## Work required
The response must consist of the lines below from the one with "Note: pick out every instance of the wooden torii" through the one with "Note: pick out every instance of the stone slab", exactly as they appear and with both ends kept.

## Source material
────────

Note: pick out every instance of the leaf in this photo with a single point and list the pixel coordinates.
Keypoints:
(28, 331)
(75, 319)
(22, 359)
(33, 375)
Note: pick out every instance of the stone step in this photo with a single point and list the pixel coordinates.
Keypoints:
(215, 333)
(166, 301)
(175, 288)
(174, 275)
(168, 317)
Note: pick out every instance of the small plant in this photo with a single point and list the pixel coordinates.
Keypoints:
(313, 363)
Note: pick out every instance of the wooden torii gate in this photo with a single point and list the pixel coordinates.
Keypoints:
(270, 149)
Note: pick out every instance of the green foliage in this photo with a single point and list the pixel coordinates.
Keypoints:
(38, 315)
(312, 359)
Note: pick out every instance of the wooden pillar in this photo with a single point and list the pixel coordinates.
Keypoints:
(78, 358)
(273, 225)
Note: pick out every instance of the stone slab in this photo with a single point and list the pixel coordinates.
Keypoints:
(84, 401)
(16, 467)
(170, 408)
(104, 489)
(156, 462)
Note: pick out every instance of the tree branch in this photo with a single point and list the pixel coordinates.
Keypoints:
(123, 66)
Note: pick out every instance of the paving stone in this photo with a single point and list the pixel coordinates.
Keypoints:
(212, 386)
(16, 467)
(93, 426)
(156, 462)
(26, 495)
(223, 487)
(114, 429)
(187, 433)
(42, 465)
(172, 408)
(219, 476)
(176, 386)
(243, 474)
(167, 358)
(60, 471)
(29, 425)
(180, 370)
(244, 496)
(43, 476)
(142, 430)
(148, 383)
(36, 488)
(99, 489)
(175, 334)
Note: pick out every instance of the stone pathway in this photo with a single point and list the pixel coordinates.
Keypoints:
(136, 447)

────────

## Finished task
Note: pick out every instance of the wooden torii gate in this photo with a single point and list the pixel coordinates.
Keypoints:
(270, 149)
Note: pick out every instance of the green foliage in this photo with a single point and list the pixel coordinates.
Keypoints:
(38, 315)
(312, 359)
Note: pick out every instance of the wooden pillar in this photo with a single point and list the pixel coordinates.
Keypoints:
(78, 358)
(273, 225)
Note: pick out every instance of the stone slab in this photo with a single point and list the pixel coordinates.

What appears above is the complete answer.